━━━ Extract provided ━━━

After talking to people about the benefits and disadvantages of various ORMs… and reading up a little on non RDMBSs like Amazon SimpleDB I came to the realization that ORM is really a hack to get RDBMSs to work as a storage for objects.

I’m being liberal with the term hack. It really does work for a lot of situations, but it’s not very elegant. The workflow is more or less this:

  • You create a database.
  • You create some objects
  • You define tables to store attributes of objects
  • You establish a mapping

There’s a lot that goes into database definition. It would be nice to breakout from this line of thinking and do things a bit differently:

  • Create database
  • Save named (e.g. Person, Place, Log, Restaurant, Rating, Review) serialized objects to the database.

Let the database learn from the saving of the object how to define the type. In fact, it should be flexible and let us have mixmatched types, etc.

Let the database index everything, and keep the indexes up to date, but prioritize it based on usage. In other words if we usually query a database of Persons in order by a field called lastname, then make sure that index on lastname is always at hand. We should be able to query this data back out of storage based on how we stored it.

We should also be able to reach other objects in the database in a similar manner.

The key here is letting the database layer do the heavy-thinking about what to do with serialized data, versus having some middle layer take care of it.

so I might just be naive about data and databases. But if this idea is worthwhile and some database people can validate me, I’d be willing to work on it.

━━━ Information provided ━━━

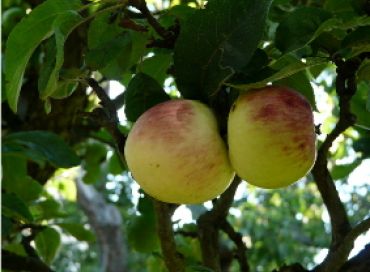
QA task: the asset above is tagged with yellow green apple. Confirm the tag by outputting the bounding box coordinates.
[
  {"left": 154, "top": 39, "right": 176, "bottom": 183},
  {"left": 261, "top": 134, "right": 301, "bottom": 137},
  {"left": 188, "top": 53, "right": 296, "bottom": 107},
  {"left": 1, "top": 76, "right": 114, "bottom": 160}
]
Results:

━━━

Exercise tasks:
**a)** List the example names for serialized objects that the passage on ORMs gives.
**b)** In the passage on ORMs, turn the paragraph beginning "Let the database index everything" into a short bulleted list that keeps its main points.

Answers below:
**a)** Person, Place, Log, Restaurant, Rating, Review

**b)**
- The database should index everything and keep the indexes up to date.
- Indexing should be prioritized by usage. For example, if Persons are usually queried in order by a lastname field, that index should always be at hand.
- Data should be queryable from storage based on how it was stored.